##### Listing #####

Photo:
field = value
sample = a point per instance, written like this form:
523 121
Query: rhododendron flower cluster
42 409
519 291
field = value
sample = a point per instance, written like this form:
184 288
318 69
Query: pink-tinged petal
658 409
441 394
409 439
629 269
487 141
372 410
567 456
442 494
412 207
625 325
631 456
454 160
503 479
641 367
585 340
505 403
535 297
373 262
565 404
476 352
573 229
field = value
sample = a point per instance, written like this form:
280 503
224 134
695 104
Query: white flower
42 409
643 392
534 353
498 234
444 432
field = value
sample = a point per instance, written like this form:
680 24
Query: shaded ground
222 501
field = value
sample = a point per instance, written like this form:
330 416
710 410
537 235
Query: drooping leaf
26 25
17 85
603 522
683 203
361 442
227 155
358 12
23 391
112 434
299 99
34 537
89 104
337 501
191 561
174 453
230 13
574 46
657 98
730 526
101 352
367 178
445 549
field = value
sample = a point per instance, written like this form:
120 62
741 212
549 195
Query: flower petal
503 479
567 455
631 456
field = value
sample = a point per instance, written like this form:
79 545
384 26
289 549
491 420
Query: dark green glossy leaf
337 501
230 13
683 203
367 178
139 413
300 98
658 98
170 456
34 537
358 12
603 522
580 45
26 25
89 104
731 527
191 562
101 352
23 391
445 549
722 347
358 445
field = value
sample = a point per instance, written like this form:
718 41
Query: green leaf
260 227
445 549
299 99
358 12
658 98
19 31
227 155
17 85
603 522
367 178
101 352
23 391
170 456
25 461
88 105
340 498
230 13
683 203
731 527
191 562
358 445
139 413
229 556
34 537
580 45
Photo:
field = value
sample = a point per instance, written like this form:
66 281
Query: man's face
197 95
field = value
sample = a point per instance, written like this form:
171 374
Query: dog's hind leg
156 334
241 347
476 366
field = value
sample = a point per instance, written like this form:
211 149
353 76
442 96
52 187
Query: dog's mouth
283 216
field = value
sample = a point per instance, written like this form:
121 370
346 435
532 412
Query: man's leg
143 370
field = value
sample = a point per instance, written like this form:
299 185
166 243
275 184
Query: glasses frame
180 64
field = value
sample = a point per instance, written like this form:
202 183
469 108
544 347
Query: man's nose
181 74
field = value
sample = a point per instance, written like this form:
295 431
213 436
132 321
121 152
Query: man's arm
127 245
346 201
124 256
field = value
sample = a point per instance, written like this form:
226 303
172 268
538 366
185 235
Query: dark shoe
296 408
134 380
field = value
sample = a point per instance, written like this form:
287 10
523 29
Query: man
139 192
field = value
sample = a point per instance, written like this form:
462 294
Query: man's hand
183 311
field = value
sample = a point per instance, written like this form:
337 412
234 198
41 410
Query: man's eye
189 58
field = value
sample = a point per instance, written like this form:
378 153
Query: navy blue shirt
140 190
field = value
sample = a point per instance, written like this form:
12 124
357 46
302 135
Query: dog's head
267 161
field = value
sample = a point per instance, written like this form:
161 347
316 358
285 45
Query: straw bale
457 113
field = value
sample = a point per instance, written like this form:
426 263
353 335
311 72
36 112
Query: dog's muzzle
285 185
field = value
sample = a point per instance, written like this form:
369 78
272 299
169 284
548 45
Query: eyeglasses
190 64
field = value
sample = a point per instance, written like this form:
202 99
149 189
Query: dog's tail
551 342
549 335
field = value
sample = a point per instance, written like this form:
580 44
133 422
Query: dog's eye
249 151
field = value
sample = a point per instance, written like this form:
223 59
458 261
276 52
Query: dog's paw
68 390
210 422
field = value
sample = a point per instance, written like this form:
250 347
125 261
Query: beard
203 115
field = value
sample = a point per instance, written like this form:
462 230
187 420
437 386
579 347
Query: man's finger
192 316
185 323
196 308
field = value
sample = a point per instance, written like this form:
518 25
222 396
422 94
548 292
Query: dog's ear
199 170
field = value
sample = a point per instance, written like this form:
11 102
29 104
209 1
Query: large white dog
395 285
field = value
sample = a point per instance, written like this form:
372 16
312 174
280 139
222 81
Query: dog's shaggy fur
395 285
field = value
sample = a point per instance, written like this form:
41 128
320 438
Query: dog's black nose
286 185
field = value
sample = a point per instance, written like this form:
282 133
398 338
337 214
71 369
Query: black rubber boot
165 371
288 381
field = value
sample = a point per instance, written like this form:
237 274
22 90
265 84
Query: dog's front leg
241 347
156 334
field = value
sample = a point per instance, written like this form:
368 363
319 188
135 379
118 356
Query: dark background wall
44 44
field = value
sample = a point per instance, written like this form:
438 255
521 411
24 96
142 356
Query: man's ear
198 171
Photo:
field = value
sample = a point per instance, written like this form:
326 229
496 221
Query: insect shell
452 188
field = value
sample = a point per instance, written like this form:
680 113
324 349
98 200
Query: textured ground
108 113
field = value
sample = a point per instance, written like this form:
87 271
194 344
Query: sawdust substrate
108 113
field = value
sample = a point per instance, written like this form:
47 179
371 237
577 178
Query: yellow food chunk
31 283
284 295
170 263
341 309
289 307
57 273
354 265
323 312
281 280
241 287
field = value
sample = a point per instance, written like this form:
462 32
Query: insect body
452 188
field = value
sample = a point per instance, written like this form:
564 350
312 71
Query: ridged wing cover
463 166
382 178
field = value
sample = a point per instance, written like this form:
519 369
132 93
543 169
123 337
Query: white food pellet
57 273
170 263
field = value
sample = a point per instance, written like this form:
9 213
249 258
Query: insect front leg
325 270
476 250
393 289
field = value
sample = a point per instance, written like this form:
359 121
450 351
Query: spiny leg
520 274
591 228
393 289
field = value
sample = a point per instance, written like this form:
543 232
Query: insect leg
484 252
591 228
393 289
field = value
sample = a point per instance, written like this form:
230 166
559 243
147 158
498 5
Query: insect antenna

#####

◆ **Exercise**: Give the listing again, word for word.

◆ **Correct answer**:
Photo:
field = value
sample = a point per instance, written like this form:
523 121
Query: rhododendron flower cluster
42 409
519 291
field = value
sample = a point per instance, written like this form:
184 288
318 69
Query: pink-tinged petal
658 409
441 394
409 439
629 269
487 141
372 410
567 456
442 494
412 207
625 325
631 456
454 160
503 479
641 367
585 340
505 403
535 297
373 262
565 404
476 352
573 229
field = value
sample = a point per instance, written like this form:
280 503
224 134
695 104
Query: white flower
42 409
643 392
534 353
498 234
444 432
field = value
sample = a point per instance, written like this form:
680 24
Query: shaded ground
222 501
field = value
sample = a point per instance, written like this form:
330 416
710 410
537 235
Query: drooping leaf
26 25
17 85
603 522
683 203
361 442
227 155
358 12
23 391
112 434
299 99
34 537
89 104
337 501
191 561
174 453
230 13
574 46
657 98
730 526
101 352
367 178
445 549
field = value
sample = a point per instance, written like this form:
120 62
741 212
549 195
Query: flower petal
503 479
567 455
631 456
field = value
sample = a point per instance, written like this form:
79 545
384 26
289 549
491 420
Query: dark green glossy leaf
337 501
230 13
683 203
367 178
139 413
300 98
658 98
170 456
34 537
358 12
603 522
580 45
26 25
89 104
731 527
191 562
101 352
23 391
445 549
722 347
358 445
field = value
sample = a point per instance, written like this form:
718 41
Query: green leaf
260 227
445 549
299 99
358 12
658 98
19 31
227 155
17 85
603 522
367 178
101 352
23 391
170 456
25 461
88 105
340 498
230 13
683 203
731 527
191 562
358 445
139 413
229 556
34 537
580 45
Photo:
field = value
sample = a point per instance, written like this form:
66 281
Query: man's face
197 95
field = value
sample = a point per instance, written like this form:
171 374
Query: dog's hind leg
156 334
241 347
476 366
field = value
sample = a point per instance, written like this form:
211 149
353 76
442 96
52 187
Query: dog's mouth
283 216
field = value
sample = a point per instance, written like this form:
121 370
346 435
532 412
Query: man's leg
143 370
field = value
sample = a point per instance, written like this form:
299 185
166 243
275 184
Query: glasses frame
180 64
field = value
sample = a point per instance, written like this form:
202 183
469 108
544 347
Query: man's nose
181 74
field = value
sample = a point per instance, written like this form:
295 431
213 436
132 321
121 152
Query: man's arm
127 245
346 201
124 256
field = value
sample = a point per instance, written like this form:
226 303
172 268
538 366
185 235
Query: dark shoe
296 408
134 380
field = value
sample = a point per instance, written like this form:
287 10
523 29
Query: man
139 192
field = value
sample = a point per instance, written like this form:
462 294
Query: man's hand
183 311
field = value
sample = a point per instance, written like this form:
337 412
234 198
41 410
Query: man's eye
189 58
field = value
sample = a point per instance, written like this form:
378 153
Query: navy blue shirt
140 190
field = value
sample = a point per instance, written like this form:
12 124
357 46
302 135
Query: dog's head
267 161
field = value
sample = a point per instance, written like this form:
161 347
316 358
285 45
Query: straw bale
457 113
field = value
sample = a point per instance, written like this form:
426 263
353 335
311 72
36 112
Query: dog's muzzle
285 185
field = value
sample = a point per instance, written like this form:
369 78
272 299
169 284
548 45
Query: eyeglasses
190 64
field = value
sample = a point per instance, written like this form:
202 99
149 189
Query: dog's tail
551 342
549 335
field = value
sample = a point per instance, written like this form:
580 44
133 422
Query: dog's eye
249 151
field = value
sample = a point per instance, written like this form:
223 59
458 261
276 52
Query: dog's paw
68 390
210 422
field = value
sample = a point per instance, written like this form:
250 347
125 261
Query: beard
203 115
field = value
sample = a point per instance, written like this form:
462 230
187 420
437 386
579 347
Query: man's finger
192 316
185 323
196 308
field = value
sample = a point per instance, written like this form:
518 25
222 396
422 94
548 292
Query: dog's ear
199 170
field = value
sample = a point per instance, written like this form:
11 102
29 104
209 1
Query: large white dog
395 285
field = value
sample = a point per instance, written like this form:
372 16
312 174
280 139
222 81
Query: dog's shaggy fur
395 285
field = value
sample = a point per instance, written like this form:
41 128
320 438
Query: dog's black nose
286 185
field = value
sample = a point per instance, written like this form:
282 133
398 338
337 214
71 369
Query: black rubber boot
165 371
288 381
field = value
sample = a point per instance, written like this form:
237 274
22 90
265 84
Query: dog's front leg
241 347
156 334
field = value
sample = a point per instance, written like this form:
368 363
319 188
135 379
118 356
Query: dark background wall
44 44
field = value
sample = a point per instance, written like this form:
438 255
521 411
24 96
142 356
Query: man's ear
198 171
Photo:
field = value
sample = a point per instance, written like this form:
326 229
496 221
Query: insect shell
452 188
field = value
sample = a point per instance, written like this form:
680 113
324 349
98 200
Query: textured ground
108 113
field = value
sample = a point per instance, written like this form:
87 271
194 344
Query: sawdust substrate
108 113
field = value
sample = a point per instance, written like this form:
47 179
371 237
577 178
Query: yellow food chunk
31 283
284 295
170 263
341 309
289 307
57 273
354 265
323 312
281 280
241 287
field = value
sample = a point per instance, written like this form:
462 32
Query: insect body
452 188
field = value
sample = a point per instance, written like this form:
564 350
312 71
Query: ridged wing cover
463 166
382 178
field = value
sample = a point per instance, written like this form:
519 369
132 93
543 169
123 337
Query: white food pellet
57 273
170 263
field = value
sample = a point per instance, written like this form:
9 213
249 258
Query: insect front leg
325 270
476 250
393 289
field = value
sample = a point per instance, written like this form:
359 121
450 351
Query: spiny leg
520 274
591 228
393 289
field = value
sample = a point per instance, written like this form:
543 232
Query: insect leg
484 252
591 228
393 289
field = value
sample = a point per instance, written like this form:
230 166
559 243
147 158
498 5
Query: insect antenna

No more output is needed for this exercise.